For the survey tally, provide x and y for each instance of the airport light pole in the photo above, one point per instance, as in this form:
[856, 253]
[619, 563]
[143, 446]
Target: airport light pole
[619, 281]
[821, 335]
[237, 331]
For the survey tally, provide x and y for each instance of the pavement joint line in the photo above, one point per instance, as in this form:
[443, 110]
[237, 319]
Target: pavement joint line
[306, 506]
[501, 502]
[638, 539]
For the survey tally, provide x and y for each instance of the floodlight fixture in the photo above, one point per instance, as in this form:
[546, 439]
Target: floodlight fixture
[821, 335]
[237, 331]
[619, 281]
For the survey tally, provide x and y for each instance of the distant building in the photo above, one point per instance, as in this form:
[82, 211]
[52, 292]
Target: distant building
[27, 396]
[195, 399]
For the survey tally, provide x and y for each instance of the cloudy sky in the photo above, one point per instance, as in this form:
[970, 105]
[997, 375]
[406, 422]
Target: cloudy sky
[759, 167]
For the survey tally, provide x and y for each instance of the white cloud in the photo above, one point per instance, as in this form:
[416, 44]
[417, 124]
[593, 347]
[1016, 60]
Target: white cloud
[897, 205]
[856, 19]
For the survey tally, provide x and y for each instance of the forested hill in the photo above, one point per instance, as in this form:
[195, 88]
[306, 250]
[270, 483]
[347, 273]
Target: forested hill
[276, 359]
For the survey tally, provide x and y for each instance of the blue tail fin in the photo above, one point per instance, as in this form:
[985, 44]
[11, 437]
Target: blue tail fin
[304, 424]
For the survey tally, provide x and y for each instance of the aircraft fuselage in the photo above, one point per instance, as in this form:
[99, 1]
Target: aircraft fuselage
-.-.-
> _WORK TO COMPLETE_
Format the listing above as a Markdown table with the columns Row and Line. Put each nonblank line in its own numbered row.

> _FINAL ANSWER_
| Row | Line |
|---|---|
| 1 | For the survey tally, provide x and y for each instance of the airport light pole in the photo above, one point per instance, as in this form: |
| 2 | [856, 253] |
| 3 | [619, 563] |
| 4 | [143, 446] |
| 5 | Target: airport light pole |
| 6 | [619, 281] |
| 7 | [821, 335] |
| 8 | [237, 331] |
| 9 | For the survey tally, provide x and y for each instance of the pavement joint line in the photo above, one point per instance, as in this form: |
| 10 | [443, 110] |
| 11 | [237, 319] |
| 12 | Target: pavement joint line |
| 13 | [306, 506] |
| 14 | [501, 502] |
| 15 | [638, 539] |
| 16 | For the survey tally, provide x and y for each instance of the floodlight fixture in the photo above, one point per instance, as in this form: |
| 17 | [546, 439] |
| 18 | Target: floodlight fixture |
| 19 | [821, 335] |
| 20 | [237, 331] |
| 21 | [619, 281] |
| 22 | For the survey tally, provide x and y for each instance of the distant building in the photo above, one point per instance, as in this form: |
| 23 | [82, 211] |
| 24 | [52, 292] |
| 25 | Target: distant building |
| 26 | [27, 396] |
| 27 | [195, 399] |
| 28 | For the survey tally, provide x and y for each instance of the cloudy sky in the photo above, one point per instance, as in this form: |
| 29 | [970, 105] |
| 30 | [997, 375] |
| 31 | [406, 422] |
| 32 | Target: cloudy sky |
| 33 | [759, 167] |
| 34 | For the survey tally, provide x and y for each instance of the white cloud in the photo above, one point per instance, as in this form: |
| 35 | [416, 44] |
| 36 | [417, 124] |
| 37 | [593, 347] |
| 38 | [1016, 60] |
| 39 | Target: white cloud |
| 40 | [897, 205] |
| 41 | [856, 19] |
| 42 | For the survey tally, provide x and y for each instance of the forested hill in the photo above, one point per instance, as in this form: |
| 43 | [195, 88] |
| 44 | [306, 250] |
| 45 | [270, 483] |
| 46 | [347, 273] |
| 47 | Target: forested hill |
| 48 | [276, 359] |
| 49 | For the survey tally, provide x and y for each instance of the blue tail fin in the photo above, one point per instance, as in this form: |
| 50 | [985, 44] |
| 51 | [11, 437] |
| 52 | Target: blue tail fin |
| 53 | [304, 424] |
| 54 | For the survey tally, provide x and y for each instance of the aircraft fuselage in the photo above, one point per instance, as in this form: |
| 55 | [99, 1] |
| 56 | Target: aircraft fuselage |